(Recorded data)
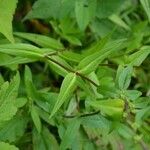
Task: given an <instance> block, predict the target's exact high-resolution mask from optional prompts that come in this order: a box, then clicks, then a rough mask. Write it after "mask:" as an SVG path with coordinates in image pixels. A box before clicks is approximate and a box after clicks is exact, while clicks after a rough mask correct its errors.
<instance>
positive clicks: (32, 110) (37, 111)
mask: <svg viewBox="0 0 150 150" xmlns="http://www.w3.org/2000/svg"><path fill="white" fill-rule="evenodd" d="M31 117H32V120H33V122H34V125H35V127H36V129H37V130H38V132H39V133H40V132H41V121H40V117H39V114H38V111H37V110H36V107H35V106H34V105H33V106H32V107H31Z"/></svg>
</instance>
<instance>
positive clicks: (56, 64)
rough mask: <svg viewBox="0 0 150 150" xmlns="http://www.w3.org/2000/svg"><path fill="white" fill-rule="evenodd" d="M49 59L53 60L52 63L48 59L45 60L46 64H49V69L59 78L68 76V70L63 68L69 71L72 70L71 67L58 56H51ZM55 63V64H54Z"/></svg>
mask: <svg viewBox="0 0 150 150" xmlns="http://www.w3.org/2000/svg"><path fill="white" fill-rule="evenodd" d="M51 59H53V61H51V60H50V59H49V60H47V62H48V63H49V65H50V67H51V68H52V69H53V70H54V71H55V72H56V73H58V74H60V75H61V76H64V77H65V76H66V75H67V74H68V70H67V69H65V68H68V69H70V70H73V69H72V67H71V66H70V65H69V64H68V63H67V62H66V61H65V60H64V59H62V58H60V57H58V56H51ZM54 61H55V62H54ZM59 64H61V65H63V66H64V67H65V68H63V67H62V66H61V65H59Z"/></svg>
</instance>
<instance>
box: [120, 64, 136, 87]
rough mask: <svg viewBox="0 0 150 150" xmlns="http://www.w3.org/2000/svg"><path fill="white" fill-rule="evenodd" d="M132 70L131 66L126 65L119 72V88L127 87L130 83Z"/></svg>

#### [Exercise directions]
Output exactly the lines of the data that run from the one containing "box: [120, 64, 136, 87]" to the very last line, and no others.

#### [Answer box]
box: [120, 64, 136, 87]
rough mask: <svg viewBox="0 0 150 150" xmlns="http://www.w3.org/2000/svg"><path fill="white" fill-rule="evenodd" d="M132 70L131 66L126 65L119 72V88L127 87L130 83Z"/></svg>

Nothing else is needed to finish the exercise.